● EXERCISE DIRECTIONS
If a line of the data below holds the word "white", list it.

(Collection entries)
***

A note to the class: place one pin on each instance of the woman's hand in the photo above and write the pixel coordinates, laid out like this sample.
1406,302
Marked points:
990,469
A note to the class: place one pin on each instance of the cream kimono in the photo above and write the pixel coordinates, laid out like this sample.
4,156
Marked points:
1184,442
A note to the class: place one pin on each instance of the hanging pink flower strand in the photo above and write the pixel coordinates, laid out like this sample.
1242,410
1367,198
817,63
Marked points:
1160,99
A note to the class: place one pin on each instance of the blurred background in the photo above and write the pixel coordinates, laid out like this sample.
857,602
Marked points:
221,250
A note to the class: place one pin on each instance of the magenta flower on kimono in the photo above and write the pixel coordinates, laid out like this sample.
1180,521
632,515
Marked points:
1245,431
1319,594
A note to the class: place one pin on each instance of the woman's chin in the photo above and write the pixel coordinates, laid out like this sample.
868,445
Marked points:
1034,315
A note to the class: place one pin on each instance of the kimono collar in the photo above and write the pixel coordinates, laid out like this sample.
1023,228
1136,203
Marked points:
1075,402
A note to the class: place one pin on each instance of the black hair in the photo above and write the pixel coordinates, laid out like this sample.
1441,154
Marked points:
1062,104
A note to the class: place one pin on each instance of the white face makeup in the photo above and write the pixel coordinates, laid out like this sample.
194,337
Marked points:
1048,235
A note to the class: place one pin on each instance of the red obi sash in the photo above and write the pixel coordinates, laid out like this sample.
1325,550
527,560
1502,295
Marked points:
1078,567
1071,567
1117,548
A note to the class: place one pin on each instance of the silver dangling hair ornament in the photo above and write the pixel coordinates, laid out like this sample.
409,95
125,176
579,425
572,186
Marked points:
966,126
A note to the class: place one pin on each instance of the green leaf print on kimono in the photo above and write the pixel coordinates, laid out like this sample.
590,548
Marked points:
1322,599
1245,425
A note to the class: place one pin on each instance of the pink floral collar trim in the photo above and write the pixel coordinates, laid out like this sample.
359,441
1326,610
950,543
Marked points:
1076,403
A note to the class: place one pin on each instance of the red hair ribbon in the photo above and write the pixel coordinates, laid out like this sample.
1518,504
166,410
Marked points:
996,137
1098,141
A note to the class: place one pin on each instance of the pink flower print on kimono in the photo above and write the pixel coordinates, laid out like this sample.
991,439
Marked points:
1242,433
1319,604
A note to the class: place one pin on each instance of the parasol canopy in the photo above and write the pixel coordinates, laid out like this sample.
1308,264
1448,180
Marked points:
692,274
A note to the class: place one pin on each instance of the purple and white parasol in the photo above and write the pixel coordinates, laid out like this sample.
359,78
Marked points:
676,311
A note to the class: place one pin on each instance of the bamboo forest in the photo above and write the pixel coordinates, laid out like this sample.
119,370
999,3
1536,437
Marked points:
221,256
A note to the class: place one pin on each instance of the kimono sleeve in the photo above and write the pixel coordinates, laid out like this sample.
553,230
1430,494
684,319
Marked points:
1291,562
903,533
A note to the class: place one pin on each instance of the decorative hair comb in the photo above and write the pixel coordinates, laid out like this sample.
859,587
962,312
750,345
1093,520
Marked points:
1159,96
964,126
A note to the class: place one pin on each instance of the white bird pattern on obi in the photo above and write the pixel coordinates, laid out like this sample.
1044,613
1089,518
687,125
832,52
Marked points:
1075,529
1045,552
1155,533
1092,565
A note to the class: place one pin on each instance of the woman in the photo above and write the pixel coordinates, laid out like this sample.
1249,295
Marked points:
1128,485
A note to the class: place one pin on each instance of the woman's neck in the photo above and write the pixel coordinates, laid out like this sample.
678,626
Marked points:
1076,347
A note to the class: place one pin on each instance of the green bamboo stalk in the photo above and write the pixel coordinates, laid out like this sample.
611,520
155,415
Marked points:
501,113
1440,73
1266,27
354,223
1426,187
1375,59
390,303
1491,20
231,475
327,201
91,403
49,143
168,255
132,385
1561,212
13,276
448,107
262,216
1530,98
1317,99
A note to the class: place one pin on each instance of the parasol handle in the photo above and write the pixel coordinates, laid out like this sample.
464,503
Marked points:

***

● FINISHED TASK
A note to the class: place one pin on each instance of the white face makeup in the photo above and write the pixel coordinates, laid out like this sample.
A note to the class: place one pin on each instance of the purple and white parasol in the photo above and write the pixel coordinates, laid out like this sample.
A note to the class: place one pin on each instance of the white bird pattern on obi in the photo above and write the pixel coordinates, laid out like this sample.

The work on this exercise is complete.